# Sweet dreams to our dear Daisy Rose



## PrincessDi (Jun 8, 2009)

Daisy Rose has such a sweet sugar face. I'm so sorry that you lost your beautiful girl so soon. Keeping your broken hearts in our thoughts and prayers at this sad time.


----------



## HolDaisy (Jan 10, 2012)

So sorry that you are joining the forum under such sad circumstances after losing your precious Daisy Rose - such a beautiful girl. Lots of us here understand how you must be feeling  goldens are such special dogs that the pain is unbearable when they are gone. We lost our Daisy 2 years ago also to kidney failure so know what you've gone through. It sounds like your girl was a little ray of sunshine throughout her life bringing smiles to everyone she met. You and your family gave her a lovely life and must have so many wonderful memories of her. Feel free to share more stories/photos of your special girl, we'd love to hear more. 

It really is so tough and the emptiness without them is horrible. You gave her the final gift of love by freeing her from her pain and taking it on yourself. She will always live on in your heart and memories. Take care, we understand.


----------



## Pudden (Dec 28, 2008)

so sorry. Many hugs..


----------



## goldensmum (Oct 23, 2007)

So sorry for your loss of your beautiful girl. They leave behind a massive hole in our lives when they leave us, we lost Holly to kidney failure in 2008 so know some of the battle that you all had fought. I am sure that Daisy has made many new friends at the bridge where she will continue to watch over her family

Run free and sleep softly Daisy


----------



## desilu (Nov 2, 2006)

I am so sorry for your loss. It sounds as if your Daisy was an ambassador for the breed - what a sweet legacy to leave behind.


----------



## Brinkleythegolden (Jun 18, 2012)

I am so sorry for your loss of Daisy Rose. She had a wonderful life with you! Sweet dreams, pretty girl!


----------



## Goldens R Great (Aug 19, 2010)

I'm so sorry for your loss. That was a lovely post about your beautiful girl. It sounds like Daisy Rose had a wonderful life with you and was quite the little traveler.
• • • • •
→ Given task:
Carry the Daisy Rose condolence thread forward from the point where its last post ends. The entries that come next stand apart from the Daisy Rose condolence thread and are not part of it.

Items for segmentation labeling
• • • • •
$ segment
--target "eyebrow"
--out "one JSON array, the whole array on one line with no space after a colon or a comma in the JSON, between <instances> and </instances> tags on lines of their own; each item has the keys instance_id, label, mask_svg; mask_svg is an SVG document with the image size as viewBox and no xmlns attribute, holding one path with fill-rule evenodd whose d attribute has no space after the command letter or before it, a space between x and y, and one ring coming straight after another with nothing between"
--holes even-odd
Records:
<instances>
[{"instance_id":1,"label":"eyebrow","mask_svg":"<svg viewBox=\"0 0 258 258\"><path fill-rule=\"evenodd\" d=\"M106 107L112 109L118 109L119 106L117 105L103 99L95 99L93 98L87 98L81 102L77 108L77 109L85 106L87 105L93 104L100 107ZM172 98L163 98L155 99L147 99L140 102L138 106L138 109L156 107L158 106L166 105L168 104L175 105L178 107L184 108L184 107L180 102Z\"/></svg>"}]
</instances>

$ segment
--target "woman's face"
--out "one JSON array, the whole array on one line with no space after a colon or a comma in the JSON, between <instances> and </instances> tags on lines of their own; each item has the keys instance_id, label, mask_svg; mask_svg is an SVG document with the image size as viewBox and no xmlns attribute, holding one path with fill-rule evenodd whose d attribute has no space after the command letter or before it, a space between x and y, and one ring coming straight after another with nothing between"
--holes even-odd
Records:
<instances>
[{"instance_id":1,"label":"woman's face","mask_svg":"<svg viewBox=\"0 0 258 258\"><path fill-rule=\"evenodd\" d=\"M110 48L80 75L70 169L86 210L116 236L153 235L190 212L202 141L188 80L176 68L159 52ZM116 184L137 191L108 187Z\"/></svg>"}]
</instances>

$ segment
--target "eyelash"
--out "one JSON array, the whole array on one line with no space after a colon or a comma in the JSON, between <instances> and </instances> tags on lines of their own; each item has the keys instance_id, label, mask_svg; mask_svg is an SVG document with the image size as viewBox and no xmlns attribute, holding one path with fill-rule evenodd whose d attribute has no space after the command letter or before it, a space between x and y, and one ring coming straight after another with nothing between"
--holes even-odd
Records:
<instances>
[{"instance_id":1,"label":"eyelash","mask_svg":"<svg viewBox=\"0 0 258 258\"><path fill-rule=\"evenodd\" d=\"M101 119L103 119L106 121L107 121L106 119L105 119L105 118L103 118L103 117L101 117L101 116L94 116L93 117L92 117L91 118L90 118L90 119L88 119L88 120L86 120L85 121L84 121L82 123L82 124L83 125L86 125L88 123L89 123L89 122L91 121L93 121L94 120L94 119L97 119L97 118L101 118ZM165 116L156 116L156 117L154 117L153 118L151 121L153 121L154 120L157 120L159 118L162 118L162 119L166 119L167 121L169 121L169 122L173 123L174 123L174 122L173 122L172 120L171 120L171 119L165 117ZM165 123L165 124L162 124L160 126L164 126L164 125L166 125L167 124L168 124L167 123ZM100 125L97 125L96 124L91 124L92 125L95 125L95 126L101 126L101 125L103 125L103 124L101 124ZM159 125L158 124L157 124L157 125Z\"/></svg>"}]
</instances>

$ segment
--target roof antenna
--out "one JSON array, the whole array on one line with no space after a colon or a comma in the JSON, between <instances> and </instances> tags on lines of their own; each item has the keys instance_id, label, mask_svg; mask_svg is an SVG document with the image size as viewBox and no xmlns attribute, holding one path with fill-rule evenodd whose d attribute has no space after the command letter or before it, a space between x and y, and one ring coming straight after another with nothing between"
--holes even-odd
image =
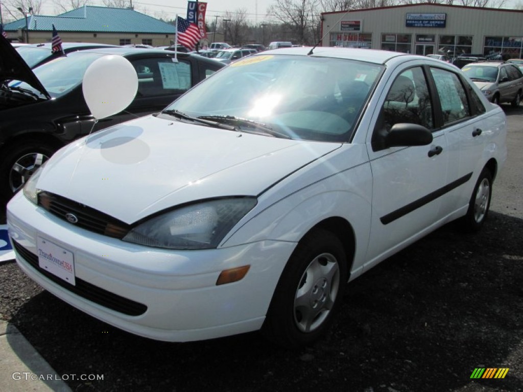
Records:
<instances>
[{"instance_id":1,"label":"roof antenna","mask_svg":"<svg viewBox=\"0 0 523 392\"><path fill-rule=\"evenodd\" d=\"M338 24L339 23L342 21L342 19L343 19L344 18L345 18L345 16L347 15L347 14L348 14L350 11L350 9L347 9L347 11L345 14L344 14L343 15L342 15L342 17L340 18L339 19L338 19L338 21L337 21L336 23L335 23L334 25L332 25L332 27L331 27L330 29L329 29L328 31L327 31L327 32L326 32L325 34L324 34L323 36L320 39L320 40L318 41L318 42L316 43L316 44L314 45L314 46L313 46L312 48L311 48L311 50L309 51L309 53L307 53L307 55L308 56L310 56L311 54L314 54L314 53L312 53L312 51L314 49L316 49L316 47L317 47L318 45L320 44L320 43L323 40L323 39L325 38L325 36L326 36L329 32L331 32L331 30L334 28L334 26L337 26Z\"/></svg>"}]
</instances>

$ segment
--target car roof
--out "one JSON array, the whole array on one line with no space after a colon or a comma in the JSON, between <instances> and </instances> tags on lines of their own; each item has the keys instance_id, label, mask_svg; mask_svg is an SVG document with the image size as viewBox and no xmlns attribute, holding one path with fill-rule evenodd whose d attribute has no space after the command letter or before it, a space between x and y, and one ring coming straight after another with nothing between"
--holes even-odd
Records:
<instances>
[{"instance_id":1,"label":"car roof","mask_svg":"<svg viewBox=\"0 0 523 392\"><path fill-rule=\"evenodd\" d=\"M116 45L110 45L106 43L97 43L95 42L62 42L62 49L64 52L74 51L82 48L114 48ZM51 42L42 42L41 43L31 43L27 45L28 48L43 48L51 49L52 44Z\"/></svg>"},{"instance_id":2,"label":"car roof","mask_svg":"<svg viewBox=\"0 0 523 392\"><path fill-rule=\"evenodd\" d=\"M300 48L280 48L279 49L267 50L261 52L257 55L266 56L271 53L278 54L294 54L302 55L311 55L315 57L333 57L339 59L347 59L349 60L358 60L368 63L383 64L391 59L401 56L411 56L415 59L422 57L424 59L430 57L424 56L419 56L397 52L389 52L386 50L378 50L375 49L358 49L352 48L335 48L334 47L317 47L312 50L313 54L309 55L309 52L312 49L311 47L301 47ZM432 59L436 61L435 59Z\"/></svg>"},{"instance_id":3,"label":"car roof","mask_svg":"<svg viewBox=\"0 0 523 392\"><path fill-rule=\"evenodd\" d=\"M177 56L180 59L187 59L190 57L196 58L197 61L200 62L208 62L210 64L215 64L215 62L210 59L198 54L185 53L184 52L175 52L174 51L166 51L162 49L141 48L129 48L127 47L114 47L112 48L100 48L96 49L87 49L74 52L71 53L75 56L81 56L84 53L96 53L104 54L116 54L120 56L123 56L126 57L147 57L147 55L156 54L158 56L167 56L173 57L175 53L177 53Z\"/></svg>"},{"instance_id":4,"label":"car roof","mask_svg":"<svg viewBox=\"0 0 523 392\"><path fill-rule=\"evenodd\" d=\"M480 67L499 67L504 64L504 63L502 63L501 61L478 61L475 63L471 63L470 64L467 64L467 65L474 65L474 66Z\"/></svg>"}]
</instances>

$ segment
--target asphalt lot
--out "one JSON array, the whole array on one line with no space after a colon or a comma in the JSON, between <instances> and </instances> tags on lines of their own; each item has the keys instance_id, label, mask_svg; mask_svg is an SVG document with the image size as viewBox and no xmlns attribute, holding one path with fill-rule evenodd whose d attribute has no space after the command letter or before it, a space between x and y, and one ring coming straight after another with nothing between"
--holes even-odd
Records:
<instances>
[{"instance_id":1,"label":"asphalt lot","mask_svg":"<svg viewBox=\"0 0 523 392\"><path fill-rule=\"evenodd\" d=\"M42 291L13 263L0 265L0 318L75 391L523 391L523 106L504 108L508 160L484 229L447 225L358 278L313 346L282 350L257 333L137 337ZM478 367L509 370L471 379Z\"/></svg>"}]
</instances>

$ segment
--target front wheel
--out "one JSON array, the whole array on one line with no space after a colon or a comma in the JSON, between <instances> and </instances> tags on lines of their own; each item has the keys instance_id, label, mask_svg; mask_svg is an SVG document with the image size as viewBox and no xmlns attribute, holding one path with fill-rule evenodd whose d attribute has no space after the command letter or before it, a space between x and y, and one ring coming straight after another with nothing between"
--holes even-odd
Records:
<instances>
[{"instance_id":1,"label":"front wheel","mask_svg":"<svg viewBox=\"0 0 523 392\"><path fill-rule=\"evenodd\" d=\"M492 196L492 175L485 168L474 188L467 215L462 218L462 226L466 231L474 232L481 228L488 214Z\"/></svg>"},{"instance_id":2,"label":"front wheel","mask_svg":"<svg viewBox=\"0 0 523 392\"><path fill-rule=\"evenodd\" d=\"M36 142L13 146L0 162L0 193L8 200L54 153L50 146Z\"/></svg>"},{"instance_id":3,"label":"front wheel","mask_svg":"<svg viewBox=\"0 0 523 392\"><path fill-rule=\"evenodd\" d=\"M339 239L323 229L311 232L282 273L262 333L289 348L313 342L331 324L347 280L347 260Z\"/></svg>"},{"instance_id":4,"label":"front wheel","mask_svg":"<svg viewBox=\"0 0 523 392\"><path fill-rule=\"evenodd\" d=\"M514 99L514 100L510 102L510 105L512 105L513 108L517 108L519 106L519 103L521 102L521 93L520 91L518 91L518 93L516 95L516 97Z\"/></svg>"}]
</instances>

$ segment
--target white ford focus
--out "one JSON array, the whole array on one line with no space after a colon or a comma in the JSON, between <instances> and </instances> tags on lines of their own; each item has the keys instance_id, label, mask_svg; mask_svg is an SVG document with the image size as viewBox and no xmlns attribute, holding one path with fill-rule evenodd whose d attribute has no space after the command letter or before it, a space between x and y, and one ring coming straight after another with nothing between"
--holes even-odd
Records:
<instances>
[{"instance_id":1,"label":"white ford focus","mask_svg":"<svg viewBox=\"0 0 523 392\"><path fill-rule=\"evenodd\" d=\"M26 274L122 329L296 347L348 281L451 221L480 228L506 132L442 62L264 52L59 151L9 203L9 235Z\"/></svg>"}]
</instances>

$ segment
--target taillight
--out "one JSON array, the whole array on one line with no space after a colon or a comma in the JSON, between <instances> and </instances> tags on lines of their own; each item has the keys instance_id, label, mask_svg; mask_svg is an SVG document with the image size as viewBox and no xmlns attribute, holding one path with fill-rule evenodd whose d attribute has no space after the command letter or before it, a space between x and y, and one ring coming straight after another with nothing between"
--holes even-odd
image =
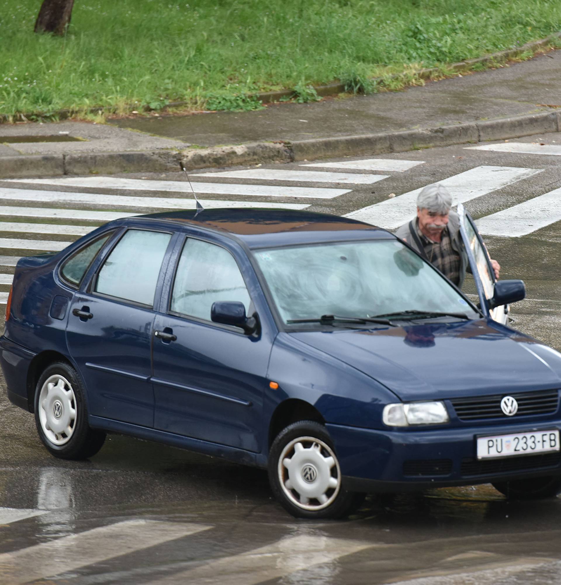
• • • • •
→ The response:
I also lost two of my girls on the same day 11 years apart. 

Please know I'm thinking about you and your parents. It is so tough to lose our beloved pets/companions.


----------



## valibin (Jun 28, 2013)

I am so sorry for your loss. Daisy Rose had a wonderful life with you and your family. Beautiful tribute.


----------



## Karen519 (Aug 21, 2006)

*Daisy*

I am so very sorry to read about Daisy!
I know my Smooch and Snobear are with her and I've added her to the
2013 Golden Ret. Rainbow Bridge List!
http://www.goldenretrieverforum.com...-goldens-passed-2013-list-23.html#post3589513


----------



## CAROLINA MOM (May 12, 2009)

I am so sorry for your loss of Daisy Rose, what a beautiful girl she was. 

A very beautiful heartfelt tribute to your precious girl.

My thoughts and prayers are with you during this sad and difficult time. 

Godspeed Daisy Rose


----------



## vrmueller (Jun 14, 2008)

A beautiful girl she was and she definitely brought a smile to my face. You and your family are so fortunate to have these wonderful memories of Daisy Rose. I am so sorry for your incredible loss.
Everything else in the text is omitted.